» Text to read:
+---+

I essentially used flood fill to collect each region. Part 1 was then relatively easy: for each point, check how many neighbors are outside of the region.

Part 2 took me forever, and I ended up looking for hints online, where I discovered that an easy way to count the number of sides is to instead count the number of corners. Doing this for "normal" corners (e.g. in a square) was relatively easy, but "reverse corners" took me a long time. Corners like here what we see in the NE corner of the first C in the third row here:

    
....
..C.
..CC
...C

I'm more or less happy with my solution, but my brain is now totally fried.

https://gitlab.com/bricka/advent-of-code-2024-rust/-/blob/main/src/days/day12.rs?ref_type=heads

 rust

    
use std::collections::HashSet;

use crate::grid::{Coordinate, Direction, Grid};
use crate::solver::DaySolver;

fn perimeter_score(c: Coordinate, grid: &MyGrid) -> usize {
    let plant_type = grid[c];

    Direction::orthogonal_iter()
        .map(|d| grid.neighbor_in_direction(c, d))
        .map(|c_opt| match c_opt {
            None => 1,
            Some(c) => if grid[c] == plant_type {
                0
            } else {
                1
            }
        })
        .sum()
}

type MyGrid = Grid<char>;

struct Region {
    #[allow(dead_code)]
    plant_type: char,
    coordinates: HashSet<Coordinate>,
}

impl Region {
    fn new(plant_type: char, coordinates: HashSet<Coordinate>) -> Region {
        Region { plant_type, coordinates }
    }

    fn iter(&self) -> impl Iterator<Item = &Coordinate> {
        self.coordinates.iter()
    }

    fn part1_score(&self, grid: &MyGrid) -> usize {
        self.coordinates.len() * self.coordinates.iter().map(|c| perimeter_score(*c, grid)).sum::<usize>()
    }

    fn part2_score(&self, grid: &MyGrid) -> usize {
        let area = self.coordinates.len();
        let sides = self.number_of_corners(grid);

        area * sides
    }

    fn number_of_corners(&self, grid: &MyGrid) -> usize {
        self.coordinates.iter().cloned()
            .map(|coordinate| {
                // How many corners do we have from here?
                // println!("Checking {}", border_coordinate);

                let corner_count = Direction::diagonal_iter()
                    .filter(|corner_direction| {
                        // Either:
                        // 1) Both neighbor directions are not 100% in the region
                        // 2) Both neighbors are in the region, but the corner itself isn't

                        let corner_in_region = match grid.neighbor_in_direction(coordinate, *corner_direction) {
                            None => false,
                            Some(c) => self.coordinates.contains(&c),
                        };

                        let both_neighbors_not_in_region = corner_direction.neighbor_directions().iter()

+---+

» Data:
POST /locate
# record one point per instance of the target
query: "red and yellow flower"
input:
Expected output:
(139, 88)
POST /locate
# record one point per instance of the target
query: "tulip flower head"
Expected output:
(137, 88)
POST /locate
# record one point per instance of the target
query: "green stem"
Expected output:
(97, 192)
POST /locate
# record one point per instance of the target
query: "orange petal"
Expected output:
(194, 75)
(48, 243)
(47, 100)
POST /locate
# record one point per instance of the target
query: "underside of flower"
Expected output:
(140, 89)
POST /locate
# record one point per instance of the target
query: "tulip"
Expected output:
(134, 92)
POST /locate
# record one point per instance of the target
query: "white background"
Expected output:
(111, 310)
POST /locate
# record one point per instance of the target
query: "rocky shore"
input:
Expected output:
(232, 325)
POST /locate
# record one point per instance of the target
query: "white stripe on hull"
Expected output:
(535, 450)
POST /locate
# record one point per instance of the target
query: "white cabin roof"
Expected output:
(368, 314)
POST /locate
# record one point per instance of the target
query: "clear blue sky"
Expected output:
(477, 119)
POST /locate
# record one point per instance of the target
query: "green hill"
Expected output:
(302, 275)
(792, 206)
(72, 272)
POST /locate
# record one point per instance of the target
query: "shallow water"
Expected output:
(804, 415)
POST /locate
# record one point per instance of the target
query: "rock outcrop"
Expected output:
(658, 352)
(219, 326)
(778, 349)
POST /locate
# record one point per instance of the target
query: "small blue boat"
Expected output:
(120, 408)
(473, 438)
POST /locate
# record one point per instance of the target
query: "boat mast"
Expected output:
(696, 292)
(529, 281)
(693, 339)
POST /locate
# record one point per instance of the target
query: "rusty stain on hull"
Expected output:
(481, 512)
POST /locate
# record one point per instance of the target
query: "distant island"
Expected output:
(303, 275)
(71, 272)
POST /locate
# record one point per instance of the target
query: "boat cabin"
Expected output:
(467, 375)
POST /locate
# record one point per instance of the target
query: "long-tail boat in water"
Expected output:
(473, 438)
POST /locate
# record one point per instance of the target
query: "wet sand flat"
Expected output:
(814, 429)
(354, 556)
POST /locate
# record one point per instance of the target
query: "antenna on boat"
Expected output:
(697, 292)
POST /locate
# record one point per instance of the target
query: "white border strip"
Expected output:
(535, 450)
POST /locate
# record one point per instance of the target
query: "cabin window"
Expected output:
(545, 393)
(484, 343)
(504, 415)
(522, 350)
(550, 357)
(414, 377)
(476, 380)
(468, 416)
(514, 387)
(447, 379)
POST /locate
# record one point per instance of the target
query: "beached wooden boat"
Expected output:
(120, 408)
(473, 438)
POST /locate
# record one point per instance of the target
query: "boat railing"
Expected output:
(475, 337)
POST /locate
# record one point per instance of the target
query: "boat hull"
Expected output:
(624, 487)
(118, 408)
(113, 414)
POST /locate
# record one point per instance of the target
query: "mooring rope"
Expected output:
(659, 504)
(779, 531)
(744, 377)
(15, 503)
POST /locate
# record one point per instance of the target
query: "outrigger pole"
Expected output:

+---+

» Stated problem 1:
From the Advent of Code day 12 post, reproduce the passage starting at "I essentially used" and ending at "now totally fried.".
» Stated problem 2:
Name every method defined inside the `impl Region` block of the day 12 post.
» Stated problem 3:
Extend the Rust code in the Advent of Code day 12 post, picking up right after its final line.
The records have no connection to the Advent of Code day 12 post.

» Right answer 1:
I essentially used flood fill to collect each region. Part 1 was then relatively easy: for each point, check how many neighbors are outside of the region.

Part 2 took me forever, and I ended up looking for hints online, where I discovered that an easy way to count the number of sides is to instead count the number of corners. Doing this for "normal" corners (e.g. in a square) was relatively easy, but "reverse corners" took me a long time. Corners like here what we see in the NE corner of the first C in the third row here:

    
....
..C.
..CC
...C

I'm more or less happy with my solution, but my brain is now totally fried.

» Right answer 2:
new, iter, part1_score, part2_score, number_of_corners

» Right answer 3:
                            .all(|direction| match grid.neighbor_in_direction(coordinate, *direction) {
                                None => true,
                                Some(c) => !self.coordinates.contains(&c),
                            });

                        let both_neighbors_in_region = corner_direction.neighbor_directions().iter()
                            .all(|direction| match grid.neighbor_in_direction(coordinate, *direction) {
                                None => false,
                                Some(c) => self.coordinates.contains(&c),
                            });

                        both_neighbors_not_in_region || (both_neighbors_in_region && !corner_in_region)
                    })
                    .count();
                // println!("Corner count = {}", corner_count);
                corner_count
            })
            .sum()
    }
}

fn parse_input(input: String) -> MyGrid {
    input.lines()
        .map(|line| line.chars().collect())
        .collect::<Vec<Vec<char>>>()
        .into()
}

fn find_region_at(grid: &MyGrid, start: Coordinate) -> Region {
    let plant_type = grid[start];
    let mut coordinates = HashSet::new();
    let mut frontier = vec![start];

    while let Some(coordinate) = frontier.pop() {
        if grid[coordinate] == plant_type  && !coordinates.contains(&coordinate) {
            coordinates.insert(coordinate);
            frontier.extend(grid.orthogonal_neighbors_iter(coordinate));
        }
    }

    Region::new(plant_type, coordinates)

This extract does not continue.